▶ _DATA SUPPLIED_
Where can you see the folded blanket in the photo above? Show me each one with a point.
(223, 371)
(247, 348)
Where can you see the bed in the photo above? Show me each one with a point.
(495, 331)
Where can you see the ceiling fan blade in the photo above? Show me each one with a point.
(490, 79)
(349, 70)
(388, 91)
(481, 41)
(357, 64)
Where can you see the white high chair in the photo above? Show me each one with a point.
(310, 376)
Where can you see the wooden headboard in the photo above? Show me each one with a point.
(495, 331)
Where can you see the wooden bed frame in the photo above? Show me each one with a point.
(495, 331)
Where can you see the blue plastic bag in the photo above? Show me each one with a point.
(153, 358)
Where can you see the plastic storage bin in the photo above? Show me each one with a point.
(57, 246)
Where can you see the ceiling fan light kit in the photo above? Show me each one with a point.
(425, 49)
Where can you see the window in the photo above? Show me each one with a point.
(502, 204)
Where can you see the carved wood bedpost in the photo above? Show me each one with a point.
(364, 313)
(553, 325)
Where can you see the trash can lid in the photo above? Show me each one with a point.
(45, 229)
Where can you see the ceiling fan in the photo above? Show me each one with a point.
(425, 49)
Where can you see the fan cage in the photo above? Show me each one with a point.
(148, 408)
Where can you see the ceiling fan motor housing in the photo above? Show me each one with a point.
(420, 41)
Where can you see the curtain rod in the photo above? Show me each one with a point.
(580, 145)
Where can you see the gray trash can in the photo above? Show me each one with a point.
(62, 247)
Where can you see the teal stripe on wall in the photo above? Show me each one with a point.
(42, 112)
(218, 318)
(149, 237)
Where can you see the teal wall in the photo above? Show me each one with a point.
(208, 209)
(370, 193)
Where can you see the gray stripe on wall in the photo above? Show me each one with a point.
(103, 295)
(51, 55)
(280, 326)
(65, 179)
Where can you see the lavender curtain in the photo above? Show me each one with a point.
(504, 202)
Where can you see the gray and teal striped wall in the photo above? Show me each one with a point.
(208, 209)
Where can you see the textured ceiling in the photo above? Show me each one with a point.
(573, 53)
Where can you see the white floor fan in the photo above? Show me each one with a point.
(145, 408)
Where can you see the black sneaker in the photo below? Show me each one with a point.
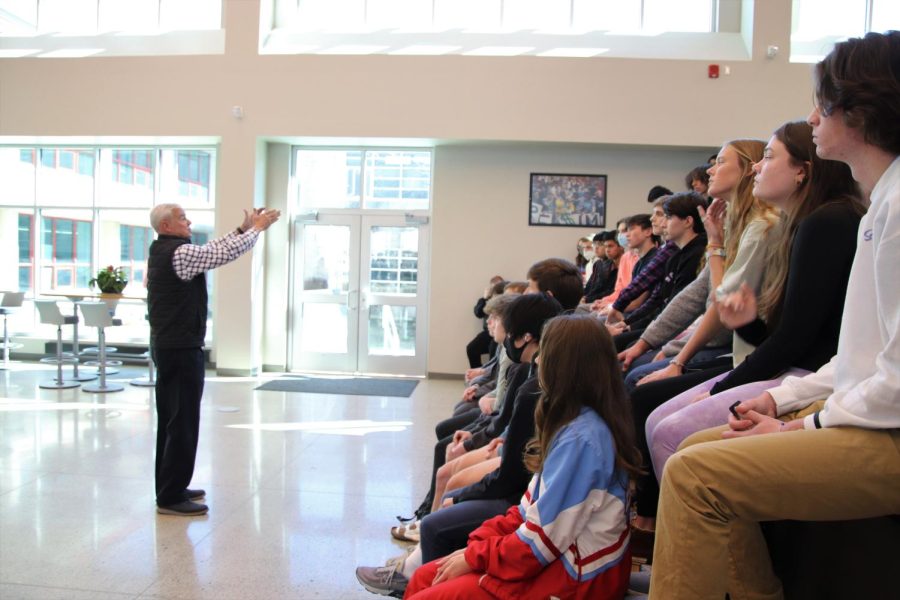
(183, 509)
(195, 494)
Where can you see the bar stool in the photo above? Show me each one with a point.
(50, 315)
(8, 305)
(96, 314)
(150, 380)
(76, 376)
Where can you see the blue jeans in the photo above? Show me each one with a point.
(448, 529)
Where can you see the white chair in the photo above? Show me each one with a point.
(50, 315)
(150, 379)
(96, 314)
(76, 376)
(8, 305)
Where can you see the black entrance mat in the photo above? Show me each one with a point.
(350, 386)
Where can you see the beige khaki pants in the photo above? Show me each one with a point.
(715, 492)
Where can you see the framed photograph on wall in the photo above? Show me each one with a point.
(559, 200)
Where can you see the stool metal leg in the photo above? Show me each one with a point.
(102, 386)
(76, 376)
(58, 383)
(5, 345)
(150, 380)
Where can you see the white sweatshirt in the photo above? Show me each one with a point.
(862, 382)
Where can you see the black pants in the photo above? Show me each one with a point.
(625, 339)
(647, 398)
(458, 421)
(482, 343)
(179, 387)
(448, 529)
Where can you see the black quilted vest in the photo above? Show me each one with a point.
(177, 308)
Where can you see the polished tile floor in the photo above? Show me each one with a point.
(302, 488)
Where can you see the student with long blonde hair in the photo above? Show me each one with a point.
(569, 536)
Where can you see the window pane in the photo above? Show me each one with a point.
(392, 330)
(815, 19)
(337, 15)
(67, 16)
(411, 14)
(326, 258)
(67, 239)
(684, 15)
(124, 235)
(17, 227)
(398, 179)
(58, 185)
(479, 15)
(885, 15)
(536, 14)
(607, 15)
(129, 15)
(187, 177)
(18, 17)
(323, 328)
(17, 176)
(393, 267)
(126, 177)
(190, 14)
(328, 178)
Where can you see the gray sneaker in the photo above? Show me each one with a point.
(387, 580)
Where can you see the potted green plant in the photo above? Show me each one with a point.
(111, 280)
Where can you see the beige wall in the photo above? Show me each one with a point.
(594, 115)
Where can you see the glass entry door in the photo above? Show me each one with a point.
(359, 299)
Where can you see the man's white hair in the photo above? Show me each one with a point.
(160, 213)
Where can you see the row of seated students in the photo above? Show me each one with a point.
(746, 370)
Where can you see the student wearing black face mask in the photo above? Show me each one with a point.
(503, 480)
(523, 322)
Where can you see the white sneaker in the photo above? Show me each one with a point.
(409, 532)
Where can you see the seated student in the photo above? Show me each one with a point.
(482, 343)
(657, 192)
(466, 411)
(603, 278)
(749, 220)
(686, 235)
(568, 537)
(642, 243)
(808, 258)
(625, 268)
(515, 287)
(554, 276)
(510, 287)
(802, 298)
(595, 270)
(833, 452)
(697, 180)
(647, 278)
(448, 525)
(731, 259)
(522, 321)
(585, 244)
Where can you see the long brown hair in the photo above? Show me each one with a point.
(744, 207)
(578, 367)
(826, 182)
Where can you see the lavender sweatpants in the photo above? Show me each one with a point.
(672, 422)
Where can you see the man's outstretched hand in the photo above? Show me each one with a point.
(262, 218)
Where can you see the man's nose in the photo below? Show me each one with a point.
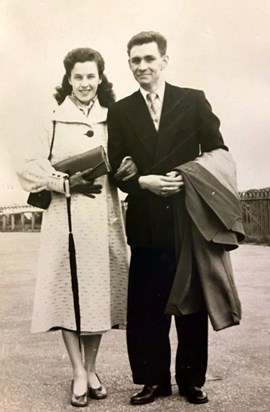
(84, 82)
(142, 65)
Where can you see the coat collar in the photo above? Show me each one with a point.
(68, 112)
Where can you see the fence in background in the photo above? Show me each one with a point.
(255, 210)
(256, 215)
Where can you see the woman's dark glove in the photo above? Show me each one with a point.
(126, 170)
(78, 184)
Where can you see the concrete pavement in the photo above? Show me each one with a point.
(35, 370)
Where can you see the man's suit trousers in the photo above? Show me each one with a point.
(151, 276)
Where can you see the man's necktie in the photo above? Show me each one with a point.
(154, 106)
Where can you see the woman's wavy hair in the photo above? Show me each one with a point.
(105, 91)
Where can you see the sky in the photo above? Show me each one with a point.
(221, 47)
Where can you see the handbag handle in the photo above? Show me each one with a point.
(52, 141)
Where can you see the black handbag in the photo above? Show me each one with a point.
(43, 198)
(92, 164)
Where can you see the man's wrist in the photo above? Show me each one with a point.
(142, 182)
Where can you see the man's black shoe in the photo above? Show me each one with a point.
(194, 394)
(149, 393)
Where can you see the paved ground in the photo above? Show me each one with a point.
(35, 370)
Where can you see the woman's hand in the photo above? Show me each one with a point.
(162, 185)
(78, 184)
(126, 170)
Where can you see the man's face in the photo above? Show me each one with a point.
(147, 64)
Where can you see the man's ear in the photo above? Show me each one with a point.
(165, 61)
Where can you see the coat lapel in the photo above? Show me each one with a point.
(68, 110)
(141, 121)
(170, 122)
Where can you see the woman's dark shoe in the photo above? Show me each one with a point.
(78, 400)
(194, 394)
(98, 393)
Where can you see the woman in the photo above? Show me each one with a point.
(80, 125)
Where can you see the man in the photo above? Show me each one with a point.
(159, 127)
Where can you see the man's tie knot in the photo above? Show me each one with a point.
(154, 103)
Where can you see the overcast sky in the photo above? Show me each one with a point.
(221, 47)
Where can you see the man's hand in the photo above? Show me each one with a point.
(126, 170)
(78, 184)
(166, 186)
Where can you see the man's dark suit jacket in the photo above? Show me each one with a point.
(187, 128)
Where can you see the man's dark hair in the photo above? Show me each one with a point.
(148, 37)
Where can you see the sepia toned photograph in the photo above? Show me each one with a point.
(134, 205)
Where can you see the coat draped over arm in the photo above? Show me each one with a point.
(210, 228)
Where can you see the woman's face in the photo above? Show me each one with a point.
(84, 80)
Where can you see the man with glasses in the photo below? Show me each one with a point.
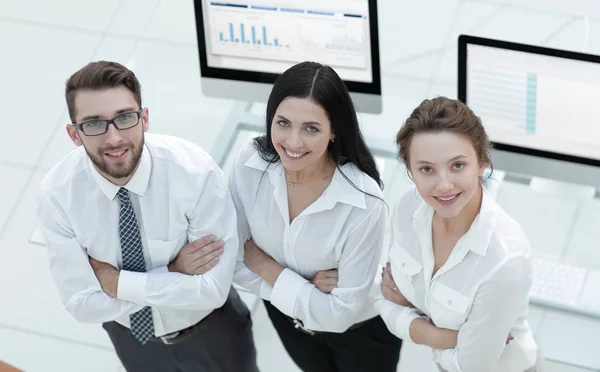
(142, 235)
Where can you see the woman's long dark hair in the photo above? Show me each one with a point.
(322, 85)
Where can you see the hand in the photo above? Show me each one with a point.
(390, 291)
(107, 275)
(254, 257)
(426, 333)
(326, 280)
(198, 257)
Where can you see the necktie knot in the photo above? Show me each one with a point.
(123, 195)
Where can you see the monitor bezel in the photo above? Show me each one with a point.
(465, 40)
(269, 78)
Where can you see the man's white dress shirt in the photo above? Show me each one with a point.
(179, 194)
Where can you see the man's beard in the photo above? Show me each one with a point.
(121, 171)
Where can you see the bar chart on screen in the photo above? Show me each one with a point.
(509, 97)
(284, 33)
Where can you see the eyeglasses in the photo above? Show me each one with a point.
(97, 127)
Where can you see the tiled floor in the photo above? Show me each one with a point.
(43, 42)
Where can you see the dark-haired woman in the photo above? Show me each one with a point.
(310, 211)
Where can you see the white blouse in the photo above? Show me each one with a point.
(482, 290)
(343, 229)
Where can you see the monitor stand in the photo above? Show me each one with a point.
(553, 187)
(240, 118)
(564, 189)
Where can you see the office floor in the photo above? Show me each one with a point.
(43, 42)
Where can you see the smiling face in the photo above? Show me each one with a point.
(116, 153)
(300, 133)
(446, 171)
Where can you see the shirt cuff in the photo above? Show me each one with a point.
(405, 318)
(286, 290)
(265, 290)
(132, 287)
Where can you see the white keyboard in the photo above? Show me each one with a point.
(556, 283)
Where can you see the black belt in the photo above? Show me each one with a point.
(299, 325)
(184, 334)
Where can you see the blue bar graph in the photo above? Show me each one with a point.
(259, 7)
(228, 5)
(319, 12)
(251, 38)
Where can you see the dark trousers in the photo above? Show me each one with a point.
(222, 342)
(367, 348)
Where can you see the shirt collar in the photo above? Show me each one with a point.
(479, 236)
(138, 184)
(339, 190)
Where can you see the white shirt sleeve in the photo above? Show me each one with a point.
(79, 289)
(214, 213)
(397, 318)
(337, 311)
(496, 305)
(243, 276)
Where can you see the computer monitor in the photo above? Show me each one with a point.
(245, 44)
(538, 106)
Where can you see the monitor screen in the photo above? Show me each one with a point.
(533, 100)
(257, 40)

▶ _WRITTEN REQUEST_
Reproduce only the lines from the line containing "Where can you see the black belt" to the last line of the material above, both of those lines included.

▶ _OUTPUT FOR THIS EXERCISE_
Where can you see the black belt in the photo above? Show me each one with a point.
(299, 325)
(184, 334)
Where can you see the blue bar graph in the photo above? Show me each one with a point.
(259, 7)
(228, 5)
(319, 12)
(251, 38)
Where can you see the dark trousers in the photo above? Show me each one with a point.
(222, 342)
(367, 348)
Where can you see the shirt collar in the photo above? Show me each one with a point.
(479, 236)
(138, 184)
(339, 190)
Where can you see the white shirt sleeve in the photo above? Show me each one with a point.
(79, 289)
(214, 213)
(397, 318)
(337, 311)
(496, 305)
(243, 276)
Where can you see the computer monitor in the photo above? Show me each one with a point.
(245, 44)
(538, 106)
Where can you see the monitor screen in the photo above? Show me each one with a point.
(533, 100)
(257, 40)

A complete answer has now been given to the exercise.